Write out each of the lines below word for word, with nothing changed.

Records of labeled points
★ ★ ★ ★

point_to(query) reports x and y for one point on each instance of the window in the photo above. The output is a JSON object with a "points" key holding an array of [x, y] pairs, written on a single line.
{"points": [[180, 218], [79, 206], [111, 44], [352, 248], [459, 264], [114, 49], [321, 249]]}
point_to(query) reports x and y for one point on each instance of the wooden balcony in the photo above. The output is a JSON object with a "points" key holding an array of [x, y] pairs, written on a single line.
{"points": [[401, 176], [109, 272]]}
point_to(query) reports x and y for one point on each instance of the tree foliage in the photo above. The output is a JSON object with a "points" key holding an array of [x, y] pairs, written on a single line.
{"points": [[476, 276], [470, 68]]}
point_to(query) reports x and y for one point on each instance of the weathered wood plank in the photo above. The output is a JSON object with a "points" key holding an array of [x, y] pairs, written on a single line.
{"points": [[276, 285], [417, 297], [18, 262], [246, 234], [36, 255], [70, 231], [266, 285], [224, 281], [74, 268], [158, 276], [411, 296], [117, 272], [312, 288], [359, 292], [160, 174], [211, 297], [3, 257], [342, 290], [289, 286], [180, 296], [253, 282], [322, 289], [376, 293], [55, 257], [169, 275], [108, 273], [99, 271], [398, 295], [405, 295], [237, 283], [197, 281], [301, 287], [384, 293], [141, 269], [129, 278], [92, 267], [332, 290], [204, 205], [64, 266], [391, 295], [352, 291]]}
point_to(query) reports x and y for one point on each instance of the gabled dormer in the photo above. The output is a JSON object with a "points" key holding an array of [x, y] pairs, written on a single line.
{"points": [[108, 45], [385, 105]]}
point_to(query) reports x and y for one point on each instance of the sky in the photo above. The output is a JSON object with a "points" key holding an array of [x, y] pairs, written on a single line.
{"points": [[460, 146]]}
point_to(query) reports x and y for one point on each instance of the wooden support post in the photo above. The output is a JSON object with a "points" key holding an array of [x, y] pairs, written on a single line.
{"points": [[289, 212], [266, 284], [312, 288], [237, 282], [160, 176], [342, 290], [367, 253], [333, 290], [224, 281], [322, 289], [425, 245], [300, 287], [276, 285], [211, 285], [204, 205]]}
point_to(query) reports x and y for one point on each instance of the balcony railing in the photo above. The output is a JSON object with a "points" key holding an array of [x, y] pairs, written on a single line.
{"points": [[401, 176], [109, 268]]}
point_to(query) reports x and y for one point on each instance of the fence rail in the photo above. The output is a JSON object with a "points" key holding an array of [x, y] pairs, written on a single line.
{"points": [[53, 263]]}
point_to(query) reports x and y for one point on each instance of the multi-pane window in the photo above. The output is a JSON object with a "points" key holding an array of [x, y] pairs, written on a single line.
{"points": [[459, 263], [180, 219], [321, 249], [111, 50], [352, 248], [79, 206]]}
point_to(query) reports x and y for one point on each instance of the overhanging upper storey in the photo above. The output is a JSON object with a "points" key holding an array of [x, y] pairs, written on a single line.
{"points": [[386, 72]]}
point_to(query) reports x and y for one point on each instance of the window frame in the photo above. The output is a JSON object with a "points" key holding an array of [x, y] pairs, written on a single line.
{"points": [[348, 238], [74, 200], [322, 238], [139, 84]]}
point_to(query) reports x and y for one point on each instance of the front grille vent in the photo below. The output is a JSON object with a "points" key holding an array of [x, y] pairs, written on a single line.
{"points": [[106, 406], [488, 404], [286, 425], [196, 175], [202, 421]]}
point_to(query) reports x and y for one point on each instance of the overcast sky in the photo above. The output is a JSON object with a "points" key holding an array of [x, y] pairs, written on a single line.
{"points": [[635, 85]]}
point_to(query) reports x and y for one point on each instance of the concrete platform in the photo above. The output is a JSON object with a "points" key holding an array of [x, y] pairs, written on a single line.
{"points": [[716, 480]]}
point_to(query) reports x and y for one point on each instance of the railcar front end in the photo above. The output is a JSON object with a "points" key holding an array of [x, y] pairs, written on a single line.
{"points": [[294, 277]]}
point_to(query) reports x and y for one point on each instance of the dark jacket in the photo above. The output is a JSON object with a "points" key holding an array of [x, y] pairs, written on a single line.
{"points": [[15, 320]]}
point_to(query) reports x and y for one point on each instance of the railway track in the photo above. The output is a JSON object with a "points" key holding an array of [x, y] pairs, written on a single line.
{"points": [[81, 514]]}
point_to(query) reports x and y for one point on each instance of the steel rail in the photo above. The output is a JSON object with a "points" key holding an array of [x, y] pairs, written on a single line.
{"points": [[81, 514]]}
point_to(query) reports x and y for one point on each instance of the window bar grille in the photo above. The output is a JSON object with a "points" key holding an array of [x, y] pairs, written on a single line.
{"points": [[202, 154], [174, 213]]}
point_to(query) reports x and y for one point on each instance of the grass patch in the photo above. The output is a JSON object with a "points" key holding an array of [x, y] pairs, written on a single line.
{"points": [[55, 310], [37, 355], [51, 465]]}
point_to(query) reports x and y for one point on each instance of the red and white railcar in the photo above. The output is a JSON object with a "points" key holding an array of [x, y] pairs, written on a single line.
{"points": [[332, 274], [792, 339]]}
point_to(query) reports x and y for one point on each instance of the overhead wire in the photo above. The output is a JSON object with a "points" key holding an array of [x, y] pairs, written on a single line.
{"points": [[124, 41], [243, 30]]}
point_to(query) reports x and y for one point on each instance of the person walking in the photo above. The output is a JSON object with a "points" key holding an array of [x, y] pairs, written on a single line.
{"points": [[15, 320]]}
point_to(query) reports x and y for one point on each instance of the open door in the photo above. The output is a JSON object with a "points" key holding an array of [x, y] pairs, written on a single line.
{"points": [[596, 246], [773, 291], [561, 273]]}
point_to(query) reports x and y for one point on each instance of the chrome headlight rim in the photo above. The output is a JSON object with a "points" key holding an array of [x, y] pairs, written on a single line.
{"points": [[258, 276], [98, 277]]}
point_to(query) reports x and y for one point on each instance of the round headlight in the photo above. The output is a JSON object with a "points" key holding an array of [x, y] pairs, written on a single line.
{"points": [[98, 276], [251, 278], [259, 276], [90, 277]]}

★ ★ ★ ★

== Response ==
point_to(query) reports x and y for one point on each instance of the window in the photo above. The output is a JSON object with a "points" key holding an array of [x, y] pairs, written on a single line.
{"points": [[180, 218], [79, 206], [111, 44], [352, 248], [459, 264], [114, 49], [321, 249]]}
point_to(query) reports x and y for one point on each instance of the wooden balcony in the photo above. The output is a JSON object with a "points" key holding an array of [x, y] pairs, written on a single line.
{"points": [[401, 176], [109, 272]]}
point_to(query) reports x and y for one point on each instance of the tree foliage in the photo above. The output is a JSON object with a "points" key holding an array of [x, y] pairs, written on a single line.
{"points": [[476, 276], [470, 68]]}
point_to(query) reports x and y for one point on each instance of the weathered wood plank in the photo above. The output is a JSON object with a "points" key holding an array of [x, y] pairs, written on a single line.
{"points": [[276, 285], [417, 297], [18, 262], [246, 234], [36, 255], [70, 231], [266, 285], [224, 281], [74, 268], [158, 276], [411, 296], [117, 272], [312, 288], [359, 292], [160, 174], [211, 297], [3, 257], [342, 290], [289, 286], [180, 296], [253, 282], [322, 289], [376, 293], [55, 257], [169, 275], [108, 273], [99, 271], [398, 295], [405, 295], [237, 283], [197, 281], [301, 287], [384, 293], [141, 269], [129, 278], [92, 267], [332, 290], [204, 205], [64, 266], [391, 295], [352, 291]]}
point_to(query) reports x and y for one point on each instance of the gabled dormer in the photo above. The output is a JSON object with a "points" key holding an array of [x, y] pairs, written on a single line.
{"points": [[108, 45], [385, 105]]}
point_to(query) reports x and y for one point on each instance of the sky in the photo above. The output is a JSON object with a "points" key holding an array of [x, y] pairs, written on a single line.
{"points": [[460, 146]]}
point_to(query) reports x and y for one point on each instance of the wooden support post in the photo above. The output is a JSON object with a "points" key holding an array of [x, y] pairs, written on a single line.
{"points": [[289, 212], [266, 284], [312, 288], [237, 282], [160, 176], [342, 290], [367, 253], [333, 290], [224, 281], [322, 289], [425, 245], [300, 287], [276, 285], [211, 285], [204, 205]]}
point_to(query) reports x and y for one point on each instance of the balcony railing in the photo above. The output is a JSON object with a "points" key holding an array of [x, y] pairs, written on a single line.
{"points": [[401, 176], [109, 268]]}
point_to(query) reports x and y for one point on each instance of the fence rail in the photo above. The output is a JSON object with a "points" key holding an array of [x, y] pairs, written on a single line.
{"points": [[53, 263]]}
point_to(query) reports x and y for one point on each instance of the multi-pane window in the photo above. The output is a JSON object with a "points" key holding an array of [x, y] pairs, written on a single line.
{"points": [[459, 263], [180, 219], [321, 249], [111, 50], [352, 248], [79, 206]]}
point_to(query) reports x and y for one point on each instance of the overhanging upper storey in the photo above. The output is a JSON object with a "points" key holding an array of [x, y] pairs, written on a single line.
{"points": [[386, 72]]}
point_to(query) reports x and y for one point on each instance of the window frame in the photo above. The output is a JSON object with a "points" key holding an array of [x, y] pairs, written on a single line.
{"points": [[348, 238], [74, 200], [322, 238], [139, 84]]}
point_to(query) reports x and y for one point on each instance of the front grille vent in the photo below. The output is a JSON object with a "points" key holding an array of [x, y] pairs, written on a single line.
{"points": [[106, 406], [488, 404], [286, 425], [196, 175], [202, 421]]}
point_to(query) reports x and y for one point on each instance of the overcast sky in the photo above. The output is a JSON object with a "points" key holding an array of [x, y] pairs, written on a single line.
{"points": [[635, 85]]}
point_to(query) reports x and y for one point on each instance of the concrete platform in the photo above. The output is a JSON object with a "points" key holding an array of [x, y] pairs, written on a single line.
{"points": [[716, 480]]}
point_to(query) reports x and y for one point on each instance of the railcar front end in the photo above. The output is a JSON object with a "points" key holding an array of [x, y] pairs, written on a single line.
{"points": [[294, 277]]}
point_to(query) reports x and y for one point on each instance of the dark jacket in the photo above. The output is a JSON object with a "points" key holding an array of [x, y] pairs, written on a single line.
{"points": [[15, 320]]}
point_to(query) reports x and y for one point on each instance of the railway track in the photo above. The output is a JSON object with a "points" key holding an array of [x, y] pairs, written on a single line.
{"points": [[81, 514]]}
point_to(query) reports x and y for one point on each instance of the steel rail in the photo above. The output is a JSON object with a "points" key holding an array of [x, y] pairs, written on a single line.
{"points": [[81, 514]]}
point_to(query) reports x and y for one point on each instance of the window bar grille in the photo above. The output is a JSON object with a "points" key holding an array of [x, y] pairs, written on a single line.
{"points": [[202, 154], [174, 213]]}
point_to(query) reports x and y for one point on each instance of the grass patch in the photo above. The output is a JSON object with a "points" key holding an array of [x, y] pairs, written on a single line.
{"points": [[55, 310], [37, 355], [51, 465]]}
point_to(query) reports x and y for one point on each instance of the red and white railcar in the photo above. The output is a JSON object with a "points" key holding an array of [x, y] pairs, written on a single line.
{"points": [[332, 274], [792, 339]]}
point_to(query) reports x and y for one point on each instance of the overhead wire in the photo above. The output is a JSON object with a "points" key holding an array of [x, y] pairs, written on a single line.
{"points": [[124, 41], [243, 30]]}
point_to(query) reports x and y for one point on each instance of the person walking in the photo above. The output is a JSON object with a "points" key holding an array of [x, y] pairs, written on a single line.
{"points": [[15, 320]]}
point_to(query) reports x and y for one point on each instance of the open door in the photo above. The output is a JSON object with a "points" key holding an array of [x, y] pairs, written on a single line.
{"points": [[596, 246], [773, 291], [561, 273]]}
point_to(query) reports x and y for one point on each instance of the chrome headlight rim in the photo above. The output is a JSON object with a "points" key holding an array of [x, y] pairs, written on a single line.
{"points": [[258, 276], [98, 277]]}
point_to(query) reports x and y for one point on each instance of the round headlight in the photo above. The output is a JSON object with a "points" key holding an array of [x, y] pairs, written on a single line.
{"points": [[98, 276], [251, 278], [259, 276], [90, 277]]}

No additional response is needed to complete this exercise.